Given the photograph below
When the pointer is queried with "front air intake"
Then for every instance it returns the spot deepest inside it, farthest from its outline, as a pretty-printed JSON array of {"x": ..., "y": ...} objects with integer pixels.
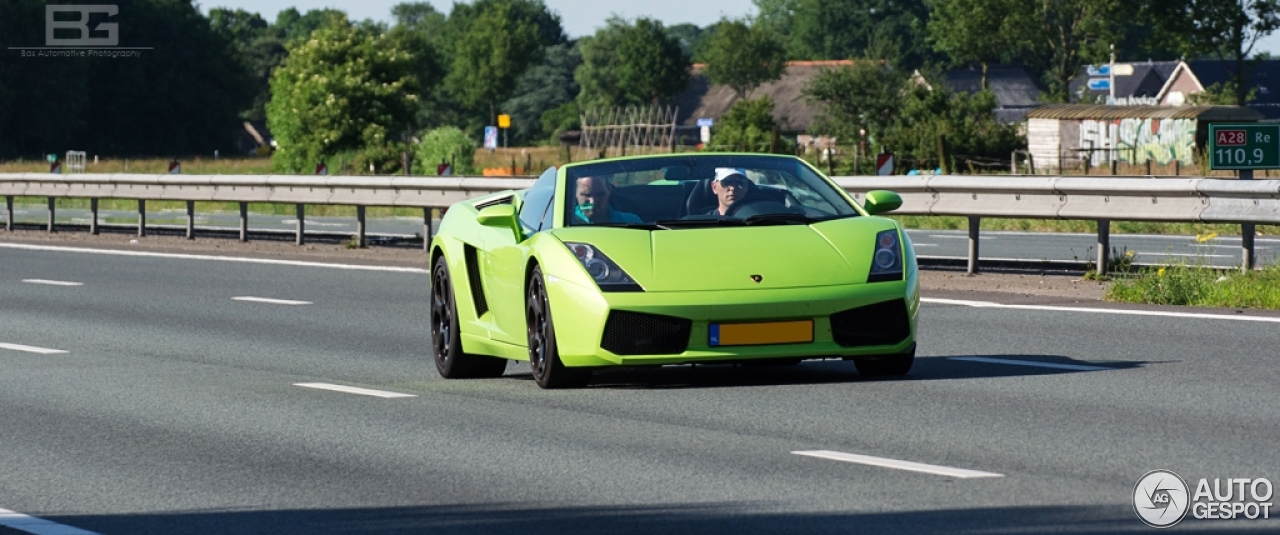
[
  {"x": 634, "y": 333},
  {"x": 881, "y": 324}
]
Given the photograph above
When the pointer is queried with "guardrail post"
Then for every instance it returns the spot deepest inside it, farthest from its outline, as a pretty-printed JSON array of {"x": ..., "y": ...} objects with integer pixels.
[
  {"x": 302, "y": 214},
  {"x": 243, "y": 222},
  {"x": 360, "y": 225},
  {"x": 191, "y": 219},
  {"x": 1104, "y": 245},
  {"x": 92, "y": 216},
  {"x": 1247, "y": 232},
  {"x": 974, "y": 223},
  {"x": 426, "y": 229}
]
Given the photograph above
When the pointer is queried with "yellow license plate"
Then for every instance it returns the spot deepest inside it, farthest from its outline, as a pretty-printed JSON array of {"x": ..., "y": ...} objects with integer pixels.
[{"x": 762, "y": 333}]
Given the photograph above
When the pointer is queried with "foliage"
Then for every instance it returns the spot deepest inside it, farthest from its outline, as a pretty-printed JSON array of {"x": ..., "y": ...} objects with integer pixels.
[
  {"x": 967, "y": 122},
  {"x": 865, "y": 95},
  {"x": 446, "y": 145},
  {"x": 630, "y": 63},
  {"x": 743, "y": 56},
  {"x": 888, "y": 30},
  {"x": 748, "y": 126},
  {"x": 1226, "y": 30},
  {"x": 490, "y": 56},
  {"x": 344, "y": 90},
  {"x": 543, "y": 88},
  {"x": 973, "y": 31}
]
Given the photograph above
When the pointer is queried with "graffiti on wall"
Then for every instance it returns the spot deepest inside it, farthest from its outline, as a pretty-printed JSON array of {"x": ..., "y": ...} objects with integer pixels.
[{"x": 1136, "y": 141}]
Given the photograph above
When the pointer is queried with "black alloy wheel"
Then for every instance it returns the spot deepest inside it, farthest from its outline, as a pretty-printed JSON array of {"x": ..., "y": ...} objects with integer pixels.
[
  {"x": 543, "y": 353},
  {"x": 446, "y": 337}
]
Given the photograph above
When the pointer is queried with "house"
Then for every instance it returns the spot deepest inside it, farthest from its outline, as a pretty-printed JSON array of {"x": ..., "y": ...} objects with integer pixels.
[{"x": 1070, "y": 136}]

Exercise prompt
Show each line of the rows above that contains the word "pointer", copying every such line in full.

The output
When the pointer is queried with "front air intake"
When the pointer is queried with "guardrail post"
When the pointer is queried with "yellow license plate"
When the pointer is queried with "foliage"
When the pointer is queried with "graffiti on wall"
When the pointer is queried with "black alloy wheel"
When the pointer is queried with "house"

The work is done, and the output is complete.